TASK GOAL =
Nothing but the lines from the first line of the material below through the line that holds "box: [275, 16, 281, 25]" should be set down, exactly and with pictures left out.

*** RAW DATA ***

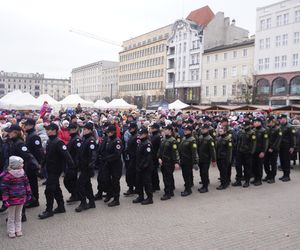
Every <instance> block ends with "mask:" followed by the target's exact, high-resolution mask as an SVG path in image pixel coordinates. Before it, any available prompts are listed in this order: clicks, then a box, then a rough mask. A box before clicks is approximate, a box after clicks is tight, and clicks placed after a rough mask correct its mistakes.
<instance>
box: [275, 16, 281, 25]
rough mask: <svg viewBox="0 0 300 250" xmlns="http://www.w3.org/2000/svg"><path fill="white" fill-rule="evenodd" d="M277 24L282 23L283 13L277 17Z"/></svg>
mask: <svg viewBox="0 0 300 250" xmlns="http://www.w3.org/2000/svg"><path fill="white" fill-rule="evenodd" d="M276 24H277V26H281V25H282V15H279V16H277V17H276Z"/></svg>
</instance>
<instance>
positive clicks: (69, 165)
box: [39, 123, 75, 219]
mask: <svg viewBox="0 0 300 250" xmlns="http://www.w3.org/2000/svg"><path fill="white" fill-rule="evenodd" d="M45 129H46V131H47V135H48V137H49V140H48V142H47V146H46V156H45V161H44V165H45V167H46V170H47V174H48V178H47V182H46V189H45V196H46V210H45V211H44V212H43V213H41V214H40V215H39V218H40V219H47V218H49V217H51V216H53V215H54V214H59V213H65V212H66V210H65V206H64V198H63V195H62V191H61V188H60V185H59V177H60V175H61V174H62V172H63V170H64V168H65V164H67V171H74V168H75V167H74V162H73V160H72V158H71V156H70V154H69V152H68V150H67V146H66V145H65V144H64V143H63V141H62V140H60V139H59V138H58V137H57V132H58V126H57V125H56V124H55V123H50V124H49V125H48V126H45ZM54 199H55V200H56V202H57V208H56V209H54V210H53V203H54Z"/></svg>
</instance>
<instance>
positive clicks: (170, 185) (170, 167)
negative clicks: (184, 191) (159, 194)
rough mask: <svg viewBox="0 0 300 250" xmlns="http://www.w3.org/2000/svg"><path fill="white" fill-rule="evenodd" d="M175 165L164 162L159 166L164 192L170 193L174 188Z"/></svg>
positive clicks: (171, 191)
mask: <svg viewBox="0 0 300 250" xmlns="http://www.w3.org/2000/svg"><path fill="white" fill-rule="evenodd" d="M174 170H175V166H174V165H173V164H172V165H171V164H165V163H163V165H162V166H161V173H162V175H163V182H164V185H165V189H164V191H165V194H166V195H172V194H173V192H174V189H175V182H174V176H173V173H174Z"/></svg>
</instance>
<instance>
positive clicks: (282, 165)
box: [279, 146, 291, 177]
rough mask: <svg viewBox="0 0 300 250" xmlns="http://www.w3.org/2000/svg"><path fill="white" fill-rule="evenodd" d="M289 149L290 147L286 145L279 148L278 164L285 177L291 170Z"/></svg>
mask: <svg viewBox="0 0 300 250" xmlns="http://www.w3.org/2000/svg"><path fill="white" fill-rule="evenodd" d="M289 150H290V148H289V147H286V146H282V147H280V149H279V159H280V166H281V168H282V171H283V175H284V176H285V177H289V176H290V172H291V154H290V152H289Z"/></svg>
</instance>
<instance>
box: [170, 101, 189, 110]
mask: <svg viewBox="0 0 300 250" xmlns="http://www.w3.org/2000/svg"><path fill="white" fill-rule="evenodd" d="M188 106H189V105H187V104H185V103H184V102H182V101H180V100H178V99H177V100H176V101H175V102H172V103H170V104H169V109H175V110H181V109H184V108H187V107H188Z"/></svg>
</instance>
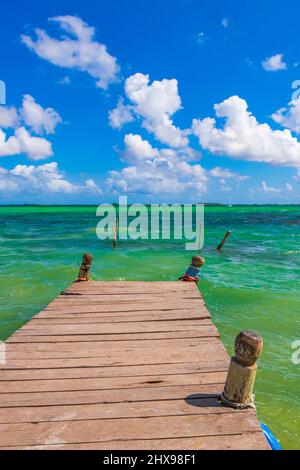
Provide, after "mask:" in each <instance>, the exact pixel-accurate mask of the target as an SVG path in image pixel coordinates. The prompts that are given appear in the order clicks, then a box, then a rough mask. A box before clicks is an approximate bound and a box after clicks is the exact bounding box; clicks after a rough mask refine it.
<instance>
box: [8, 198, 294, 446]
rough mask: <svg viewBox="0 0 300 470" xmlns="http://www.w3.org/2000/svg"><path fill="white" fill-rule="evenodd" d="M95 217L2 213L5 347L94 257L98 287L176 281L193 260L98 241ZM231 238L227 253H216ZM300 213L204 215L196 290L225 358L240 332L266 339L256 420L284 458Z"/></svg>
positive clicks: (56, 209) (101, 241) (233, 208)
mask: <svg viewBox="0 0 300 470" xmlns="http://www.w3.org/2000/svg"><path fill="white" fill-rule="evenodd" d="M95 209H96V208H94V207H0V222H1V223H0V242H1V248H0V261H1V269H0V339H5V338H7V337H8V336H9V335H10V334H11V333H12V332H14V331H15V330H16V329H17V328H19V327H20V326H21V325H22V324H23V323H25V322H26V321H27V320H29V319H30V318H31V317H32V316H33V315H34V314H36V313H37V312H38V311H40V310H41V309H42V308H43V307H44V306H45V305H46V304H47V303H48V302H50V301H51V300H52V299H53V298H54V297H55V296H56V295H57V294H58V293H59V292H60V291H61V290H62V289H63V288H64V287H66V286H67V285H69V284H70V283H71V281H72V280H73V279H74V278H75V277H76V275H77V271H78V266H79V264H80V261H81V256H82V254H83V253H84V252H86V251H90V252H91V253H93V255H94V262H93V270H92V277H93V279H102V280H108V279H126V280H138V279H139V280H149V281H150V280H173V279H176V278H177V277H178V276H179V275H180V274H182V273H183V271H184V269H185V268H186V266H187V264H188V262H189V259H190V256H191V254H192V253H191V252H187V251H185V249H184V242H182V241H175V240H172V241H167V240H164V241H160V240H158V241H146V240H137V241H122V242H121V241H120V242H119V243H118V249H117V250H115V251H114V250H113V249H112V242H111V241H100V240H98V239H97V237H96V235H95V227H96V224H97V222H98V221H99V219H98V218H96V216H95ZM227 230H231V231H232V235H231V237H230V238H229V240H228V241H227V243H226V245H225V247H224V249H223V251H222V252H221V253H218V252H216V250H215V247H216V245H217V244H218V242H219V241H220V240H221V239H222V238H223V235H224V233H225V232H226V231H227ZM299 242H300V206H253V207H251V206H245V207H242V206H241V207H237V206H235V207H223V206H222V207H207V208H206V209H205V245H204V248H203V250H202V251H201V254H202V256H204V257H205V258H206V264H205V267H204V270H203V280H202V281H201V282H200V283H199V288H200V289H201V291H202V293H203V296H204V298H205V300H206V303H207V306H208V308H209V310H210V311H211V313H212V316H213V320H214V322H215V324H216V325H217V327H218V329H219V331H220V333H221V337H222V340H223V342H224V344H225V345H226V347H227V349H228V352H229V353H232V345H233V341H234V338H235V336H236V334H237V333H238V332H239V331H240V330H241V329H246V328H252V329H255V330H257V331H259V332H260V333H261V334H262V336H263V338H264V350H263V354H262V357H261V360H260V363H259V372H258V376H257V381H256V389H255V394H256V404H257V409H258V415H259V418H260V419H261V420H262V421H264V422H265V423H266V424H267V425H268V426H269V427H270V428H271V429H272V431H273V432H274V434H275V435H276V436H277V437H278V438H279V439H280V441H281V444H282V445H283V447H284V448H285V449H300V411H299V399H300V385H299V376H300V374H299V373H300V365H295V364H293V363H292V353H293V349H292V347H291V343H292V342H293V341H295V340H300V243H299Z"/></svg>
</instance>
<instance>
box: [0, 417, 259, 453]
mask: <svg viewBox="0 0 300 470" xmlns="http://www.w3.org/2000/svg"><path fill="white" fill-rule="evenodd" d="M216 430H218V434H222V435H226V434H237V433H242V432H249V431H252V432H253V431H259V430H260V427H259V425H258V422H257V421H256V419H253V415H252V414H251V415H250V414H245V413H241V414H240V415H239V419H238V420H237V419H236V414H235V413H227V414H226V416H225V415H224V414H214V415H208V414H207V415H197V416H194V415H190V416H166V417H155V418H153V417H150V418H147V419H145V418H124V419H118V420H115V419H106V420H105V423H104V422H103V421H101V420H86V421H64V422H61V423H59V422H51V423H37V424H31V423H17V424H1V425H0V446H6V445H11V446H18V445H42V444H45V443H48V444H50V443H51V444H62V443H68V442H70V443H76V442H105V441H107V439H111V438H112V436H114V439H116V440H119V439H139V438H140V437H141V435H142V436H143V438H144V439H168V438H182V437H194V436H209V435H215V434H216Z"/></svg>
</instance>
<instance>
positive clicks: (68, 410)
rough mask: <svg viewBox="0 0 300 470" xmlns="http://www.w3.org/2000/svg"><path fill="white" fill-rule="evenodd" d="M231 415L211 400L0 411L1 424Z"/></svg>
mask: <svg viewBox="0 0 300 470" xmlns="http://www.w3.org/2000/svg"><path fill="white" fill-rule="evenodd" d="M245 412H246V413H248V412H247V411H245ZM226 413H232V410H231V409H230V408H228V407H225V406H222V405H221V403H220V400H219V399H218V398H216V397H212V398H196V399H191V400H190V401H189V403H186V402H185V401H184V400H161V401H159V400H157V401H143V402H130V403H106V404H103V403H98V404H92V405H62V406H41V407H38V406H35V407H27V408H22V407H19V408H0V423H2V424H8V423H32V422H35V423H38V422H47V421H76V420H87V419H107V418H111V419H118V418H136V417H142V416H143V417H145V418H148V417H150V416H177V415H191V414H194V415H202V414H226Z"/></svg>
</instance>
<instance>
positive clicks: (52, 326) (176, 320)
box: [18, 320, 200, 335]
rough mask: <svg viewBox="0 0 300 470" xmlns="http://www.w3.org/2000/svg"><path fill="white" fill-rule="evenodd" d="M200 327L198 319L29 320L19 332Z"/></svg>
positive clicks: (101, 330)
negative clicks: (45, 326) (72, 323)
mask: <svg viewBox="0 0 300 470" xmlns="http://www.w3.org/2000/svg"><path fill="white" fill-rule="evenodd" d="M199 327H200V324H199V321H198V320H174V321H172V322H167V321H160V322H153V321H151V320H150V321H145V322H126V323H125V322H122V321H120V322H119V323H111V324H108V323H103V324H97V323H94V324H93V323H92V322H91V323H90V324H87V325H85V324H80V325H78V324H74V325H47V327H45V326H43V325H40V324H38V323H37V322H35V323H34V322H29V323H27V324H25V325H24V326H23V327H22V328H21V329H20V330H18V334H28V333H29V334H31V335H36V334H38V335H43V334H46V335H51V334H52V335H53V334H55V335H65V334H81V335H83V334H106V333H126V332H128V333H129V332H135V333H143V332H147V331H149V332H154V331H158V332H159V331H160V332H161V331H188V330H192V331H197V329H198V328H199Z"/></svg>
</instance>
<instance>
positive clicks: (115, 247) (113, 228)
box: [113, 219, 119, 249]
mask: <svg viewBox="0 0 300 470" xmlns="http://www.w3.org/2000/svg"><path fill="white" fill-rule="evenodd" d="M118 225H119V224H118V219H116V225H113V235H114V249H116V248H117V233H118Z"/></svg>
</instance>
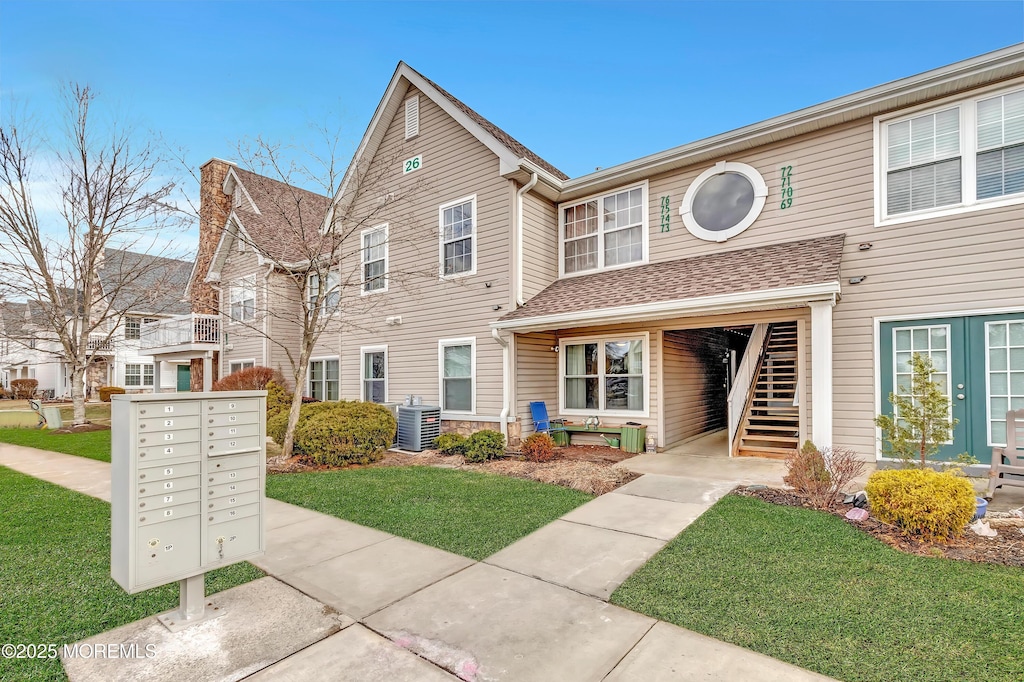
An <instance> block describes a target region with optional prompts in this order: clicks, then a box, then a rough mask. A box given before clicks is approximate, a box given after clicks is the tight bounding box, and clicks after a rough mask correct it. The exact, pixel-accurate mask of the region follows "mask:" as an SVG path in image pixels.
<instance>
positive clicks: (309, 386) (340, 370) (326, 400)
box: [306, 355, 341, 402]
mask: <svg viewBox="0 0 1024 682" xmlns="http://www.w3.org/2000/svg"><path fill="white" fill-rule="evenodd" d="M331 360H334V361H336V363H337V364H338V398H337V399H338V400H340V399H341V358H340V357H338V356H337V355H323V356H321V357H310V358H309V363H308V364H307V365H306V397H312V396H313V390H312V388H313V386H312V383H313V368H312V365H313V363H323V364H324V379H323V383H324V397H323V398H318V399H319V400H323V401H324V402H328V401H330V402H336V401H337V400H331V399H330V398H328V397H327V394H328V390H327V384H328V380H327V364H328V363H330V361H331Z"/></svg>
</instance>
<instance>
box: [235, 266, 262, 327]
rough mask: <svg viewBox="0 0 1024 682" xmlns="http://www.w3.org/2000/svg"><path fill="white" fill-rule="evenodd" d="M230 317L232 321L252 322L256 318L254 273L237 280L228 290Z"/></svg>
mask: <svg viewBox="0 0 1024 682" xmlns="http://www.w3.org/2000/svg"><path fill="white" fill-rule="evenodd" d="M230 301H231V306H230V317H231V319H232V321H233V322H252V321H253V319H255V318H256V275H255V274H250V275H249V276H245V278H242V279H240V280H239V283H238V284H237V285H236V286H233V287H231V291H230Z"/></svg>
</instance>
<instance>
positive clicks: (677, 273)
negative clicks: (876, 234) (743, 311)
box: [492, 235, 846, 331]
mask: <svg viewBox="0 0 1024 682" xmlns="http://www.w3.org/2000/svg"><path fill="white" fill-rule="evenodd" d="M845 239H846V236H845V235H833V236H829V237H822V238H817V239H813V240H802V241H799V242H785V243H781V244H772V245H769V246H764V247H757V248H753V249H742V250H737V251H728V252H725V253H716V254H709V255H705V256H695V257H693V258H683V259H681V260H674V261H668V262H660V263H649V264H647V265H638V266H635V267H626V268H622V269H616V270H608V271H604V272H596V273H594V274H585V275H581V276H574V278H564V279H562V280H558V281H556V282H555V283H553V284H552V285H551V286H549V287H548V288H547V289H545V290H544V291H542V292H541V293H540V294H538V295H537V296H535V297H534V298H531V299H530V300H529V301H527V302H526V305H524V306H522V307H521V308H518V309H516V310H513V311H512V312H509V313H508V314H506V315H505V316H503V317H502V318H501V319H499V321H498V322H496V323H493V324H492V327H494V328H495V329H498V330H509V331H540V330H543V329H564V328H567V327H577V326H582V325H589V324H602V323H603V324H608V323H613V322H627V321H633V319H644V318H646V319H656V318H664V317H669V316H674V315H693V314H714V313H716V312H731V311H738V310H757V309H770V308H779V307H792V306H797V305H806V304H807V303H808V302H809V301H811V300H821V299H823V298H829V297H830V298H833V299H835V298H836V297H837V296H839V294H840V291H841V288H840V264H841V262H842V259H843V244H844V241H845Z"/></svg>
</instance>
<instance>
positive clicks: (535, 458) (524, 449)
mask: <svg viewBox="0 0 1024 682" xmlns="http://www.w3.org/2000/svg"><path fill="white" fill-rule="evenodd" d="M522 456H523V457H525V458H526V460H527V461H529V462H550V461H551V460H553V459H554V457H555V441H554V439H553V438H552V437H551V436H550V435H548V434H547V433H530V434H529V435H528V436H526V439H525V440H523V441H522Z"/></svg>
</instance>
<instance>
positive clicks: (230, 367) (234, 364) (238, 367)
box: [227, 359, 256, 374]
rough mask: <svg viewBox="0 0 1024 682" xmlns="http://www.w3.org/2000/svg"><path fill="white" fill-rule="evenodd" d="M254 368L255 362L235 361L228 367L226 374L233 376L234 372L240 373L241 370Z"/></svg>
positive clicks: (248, 360) (252, 361) (255, 366)
mask: <svg viewBox="0 0 1024 682" xmlns="http://www.w3.org/2000/svg"><path fill="white" fill-rule="evenodd" d="M254 367H256V360H254V359H251V360H236V361H233V363H230V364H229V365H228V371H227V373H228V374H234V373H236V372H241V371H242V370H251V369H252V368H254Z"/></svg>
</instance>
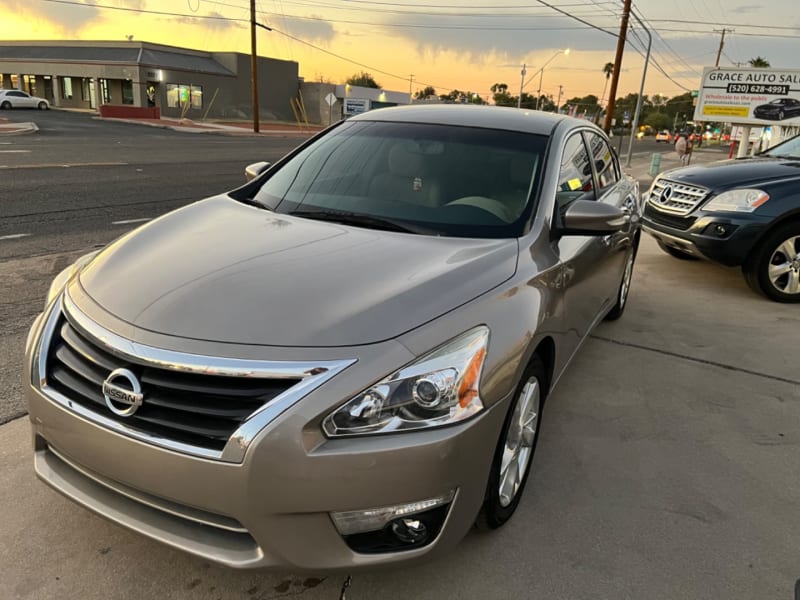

*** End of RAW DATA ***

ANSWER FOR THIS EXERCISE =
Every <instance> block ends with "mask:" followed by the target's exact, high-resolution mask as an SVG path in image pixel coordinates. Before it, any available prompts are listed in this order: clicks, then a box, then a rough mask. A box before clicks is approximate, a box after clicks is tight, and clicks placed after a rough mask correct its mistakes.
<instance>
box: [275, 16, 281, 25]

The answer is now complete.